Fragment tekstu:
┌────────
Nasza Loteria NaM - pasek na kartach artykułów

Dramatyczny mecz Trefla i zwycięstwo po dogrywce

Piotr Wiśniewski
P. Świderski
Seria czterech kolejnych zwycięstw Turowa zastopowana przez Trefla. Niezwykle dramatyczny bój stoczyli w Zgorzelcu podopieczni trenera Karlisa Muiznieksa. Sopocianie do przerwy przegrywali, ale dzięki skutecznemu pościgowi w drugiej połowie bliscy byli zwycięstwa. Po regulaminowym czasie gry mieliśmy remis, a w dogrywce minimalnie lepszy okazał się Trefl Sopot. Bohaterem spotkania został Paweł Kikowski - zdobywca 21 punktów!
└────────
Opis zadania: Przepisz, proszę, dokładnie część tekstu o meczu Trefla, począwszy od słów „Dramatyczny mecz Trefla” aż do słów „zdobywca 21 punktów!” włącznie.

Wymienione pozycje:
┌────────
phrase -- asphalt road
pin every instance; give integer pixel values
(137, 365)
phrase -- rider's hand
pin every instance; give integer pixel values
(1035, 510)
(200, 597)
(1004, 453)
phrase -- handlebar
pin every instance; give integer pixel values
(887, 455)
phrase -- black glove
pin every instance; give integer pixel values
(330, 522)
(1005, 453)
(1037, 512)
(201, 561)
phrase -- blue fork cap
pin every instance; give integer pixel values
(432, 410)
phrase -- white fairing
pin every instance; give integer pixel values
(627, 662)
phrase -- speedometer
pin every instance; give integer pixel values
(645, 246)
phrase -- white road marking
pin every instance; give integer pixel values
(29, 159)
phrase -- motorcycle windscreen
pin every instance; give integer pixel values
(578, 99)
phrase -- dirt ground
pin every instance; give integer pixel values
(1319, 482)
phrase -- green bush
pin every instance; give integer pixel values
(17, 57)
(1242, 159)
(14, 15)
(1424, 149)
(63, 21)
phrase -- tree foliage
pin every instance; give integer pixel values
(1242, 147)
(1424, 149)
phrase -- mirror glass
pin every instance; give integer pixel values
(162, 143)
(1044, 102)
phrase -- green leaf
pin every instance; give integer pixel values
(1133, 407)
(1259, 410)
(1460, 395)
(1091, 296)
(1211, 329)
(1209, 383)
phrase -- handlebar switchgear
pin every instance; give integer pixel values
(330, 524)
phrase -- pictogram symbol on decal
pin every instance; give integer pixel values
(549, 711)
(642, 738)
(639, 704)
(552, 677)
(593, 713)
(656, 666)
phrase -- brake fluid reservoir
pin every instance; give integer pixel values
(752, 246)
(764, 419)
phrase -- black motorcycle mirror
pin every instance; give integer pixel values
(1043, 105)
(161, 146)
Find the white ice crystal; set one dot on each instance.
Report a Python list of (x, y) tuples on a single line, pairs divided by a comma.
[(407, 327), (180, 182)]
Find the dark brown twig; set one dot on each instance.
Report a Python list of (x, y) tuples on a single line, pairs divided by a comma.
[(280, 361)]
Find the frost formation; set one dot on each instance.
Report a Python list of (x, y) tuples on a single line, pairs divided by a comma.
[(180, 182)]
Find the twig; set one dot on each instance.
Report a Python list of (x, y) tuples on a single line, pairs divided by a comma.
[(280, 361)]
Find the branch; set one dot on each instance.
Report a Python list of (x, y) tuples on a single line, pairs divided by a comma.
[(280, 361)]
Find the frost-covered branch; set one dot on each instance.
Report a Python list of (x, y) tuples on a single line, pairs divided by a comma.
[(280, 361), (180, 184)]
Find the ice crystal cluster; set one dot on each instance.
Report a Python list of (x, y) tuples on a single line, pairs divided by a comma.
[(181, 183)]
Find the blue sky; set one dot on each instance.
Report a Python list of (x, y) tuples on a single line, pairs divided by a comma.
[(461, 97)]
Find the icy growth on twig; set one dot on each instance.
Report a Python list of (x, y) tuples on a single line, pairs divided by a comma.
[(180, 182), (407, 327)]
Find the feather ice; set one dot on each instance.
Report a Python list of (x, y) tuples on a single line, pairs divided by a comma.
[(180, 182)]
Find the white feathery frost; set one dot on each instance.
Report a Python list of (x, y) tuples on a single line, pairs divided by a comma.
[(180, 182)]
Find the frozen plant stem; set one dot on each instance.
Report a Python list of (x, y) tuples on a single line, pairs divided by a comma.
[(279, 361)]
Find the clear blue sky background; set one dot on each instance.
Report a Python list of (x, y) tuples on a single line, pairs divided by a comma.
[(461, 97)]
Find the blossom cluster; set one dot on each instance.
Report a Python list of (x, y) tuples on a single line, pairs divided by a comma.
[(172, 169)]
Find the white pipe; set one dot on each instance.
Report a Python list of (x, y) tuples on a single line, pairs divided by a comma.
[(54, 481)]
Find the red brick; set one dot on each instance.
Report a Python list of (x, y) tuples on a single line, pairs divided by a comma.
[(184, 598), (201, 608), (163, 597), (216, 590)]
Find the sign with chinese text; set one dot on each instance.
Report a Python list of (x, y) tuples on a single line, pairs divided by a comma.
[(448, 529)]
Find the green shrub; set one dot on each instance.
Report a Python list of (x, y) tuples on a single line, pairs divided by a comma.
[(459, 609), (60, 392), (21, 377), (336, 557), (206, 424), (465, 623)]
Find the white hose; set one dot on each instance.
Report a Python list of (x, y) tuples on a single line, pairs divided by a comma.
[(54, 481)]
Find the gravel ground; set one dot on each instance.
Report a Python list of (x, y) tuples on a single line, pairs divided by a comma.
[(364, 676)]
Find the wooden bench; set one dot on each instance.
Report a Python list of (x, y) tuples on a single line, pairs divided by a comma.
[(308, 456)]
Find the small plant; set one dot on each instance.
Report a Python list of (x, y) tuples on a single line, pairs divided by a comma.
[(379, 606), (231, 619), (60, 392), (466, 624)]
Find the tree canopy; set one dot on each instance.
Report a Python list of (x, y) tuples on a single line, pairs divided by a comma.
└────────
Poprawna odpowiedź:
Dramatyczny mecz Trefla i zwycięstwo po dogrywce

Piotr Wiśniewski
P. Świderski
Seria czterech kolejnych zwycięstw Turowa zastopowana przez Trefla. Niezwykle dramatyczny bój stoczyli w Zgorzelcu podopieczni trenera Karlisa Muiznieksa. Sopocianie do przerwy przegrywali, ale dzięki skutecznemu pościgowi w drugiej połowie bliscy byli zwycięstwa. Po regulaminowym czasie gry mieliśmy remis, a w dogrywce minimalnie lepszy okazał się Trefl Sopot. Bohaterem spotkania został Paweł Kikowski - zdobywca 21 punktów!